--- The problem ---
Please update every one of the rows below by changing "Python list" to "JSON array", keeping everything else the same. Omit the pictures from your answer.

--- Stored data ---
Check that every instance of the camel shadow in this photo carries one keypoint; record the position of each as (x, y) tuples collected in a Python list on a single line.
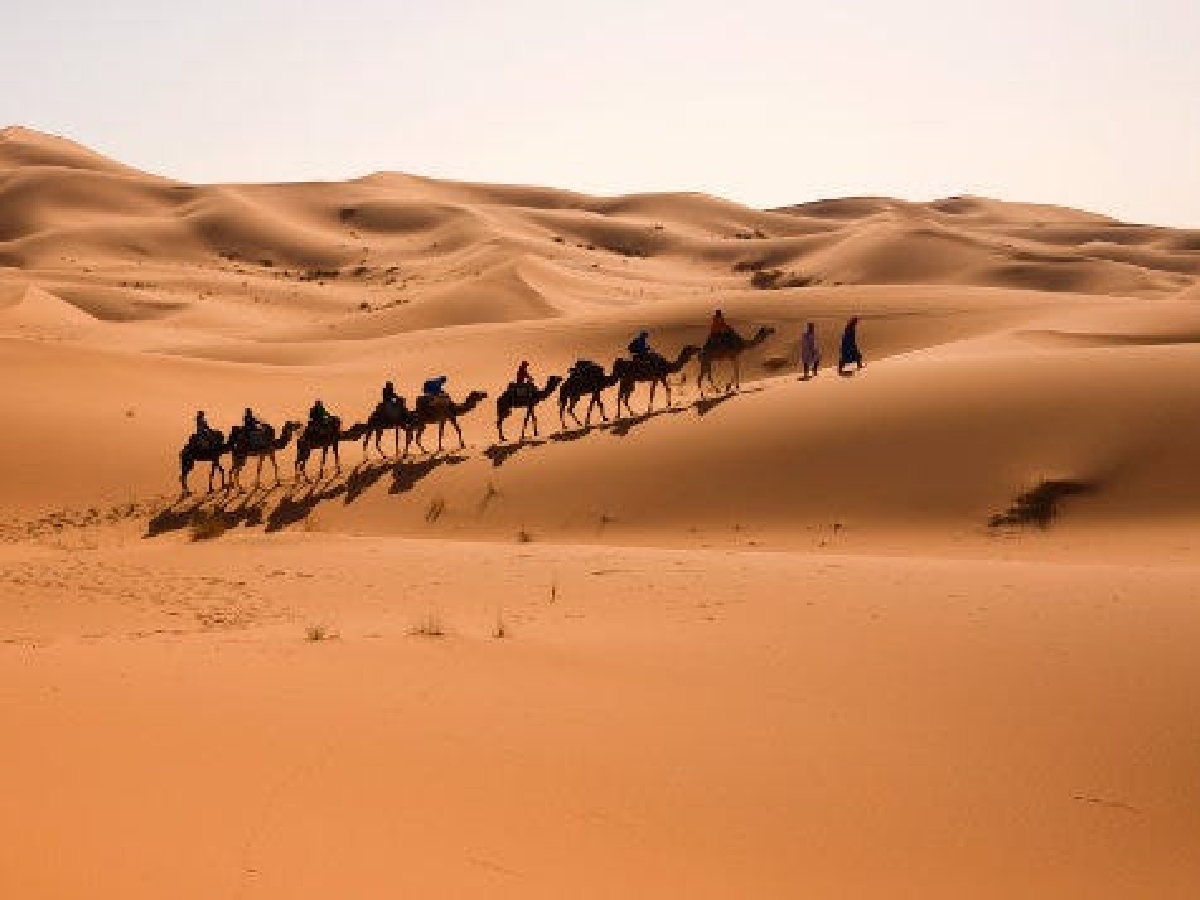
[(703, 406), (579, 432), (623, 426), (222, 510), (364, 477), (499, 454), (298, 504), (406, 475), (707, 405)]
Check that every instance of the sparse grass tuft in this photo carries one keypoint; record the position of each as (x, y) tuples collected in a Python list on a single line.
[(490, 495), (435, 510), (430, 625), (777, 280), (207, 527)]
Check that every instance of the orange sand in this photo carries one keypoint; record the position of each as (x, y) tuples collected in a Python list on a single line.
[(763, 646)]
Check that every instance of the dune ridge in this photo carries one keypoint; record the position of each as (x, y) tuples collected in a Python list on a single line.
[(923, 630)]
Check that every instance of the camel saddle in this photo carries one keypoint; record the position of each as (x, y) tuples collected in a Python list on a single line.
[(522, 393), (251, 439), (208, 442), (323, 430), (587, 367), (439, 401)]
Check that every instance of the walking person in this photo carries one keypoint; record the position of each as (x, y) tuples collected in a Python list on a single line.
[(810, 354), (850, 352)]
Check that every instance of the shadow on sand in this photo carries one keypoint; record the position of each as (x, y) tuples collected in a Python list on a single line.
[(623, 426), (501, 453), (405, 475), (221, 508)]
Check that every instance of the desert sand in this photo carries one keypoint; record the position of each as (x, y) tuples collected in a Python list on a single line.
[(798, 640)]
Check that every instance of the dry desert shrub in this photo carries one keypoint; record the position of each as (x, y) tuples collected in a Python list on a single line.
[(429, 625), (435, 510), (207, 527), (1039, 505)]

--- Output ---
Check that every instance of the camel shadow in this photo carries one keypoint; record the position of each as (x, y) tuples collected in a JSON array on a single line.
[(703, 406), (579, 432), (623, 426), (222, 510), (364, 477), (499, 454), (298, 504), (406, 475), (707, 405)]
Check that every instance of the sparse grass tuft in this photo carries one keypoint; record the position of each as (x, y) tuples collected in a JSON array on a single line.
[(490, 495), (435, 510), (430, 625), (777, 280), (207, 527)]
Check that every instance of the orange sand in this photo carries one keypoint; record the position of each as (x, y) tuples collected in a JSON array on a single line.
[(763, 646)]
Check that every instance of the dune ridge in this photo carries one keypoint; record the position of each as (x, y) tuples collected in a JSON array on a single line.
[(923, 630)]
Check that every instance of the camel saddle in this photo carries one keypoint; record the position of each as (x, y) tuples collected in a JSON array on a single line.
[(522, 393), (251, 439), (208, 442), (323, 430), (587, 367), (439, 401)]
Check that every instance of the walking person in this photo carries one keypoint; record the position of each as (x, y) tuples collected in a JSON array on a single line.
[(810, 354), (850, 352)]
Check that every instance of the shadow on sand in this photo carries one keypoint; record the position of each as (x, y) tuples collected in a JSON array on a single line.
[(623, 426), (501, 453), (405, 475), (221, 508)]
Check that every instance of the desert sand in this photo carries one keypoint; record the position of each as (x, y) tuples collected in a JSON array on a single line.
[(798, 640)]
Check that every instance of the dry desert shrub in this photo carries one keypoint; record the position of each as (x, y) tuples collected in a JSON array on a single line.
[(429, 625), (435, 510), (207, 527), (1039, 505)]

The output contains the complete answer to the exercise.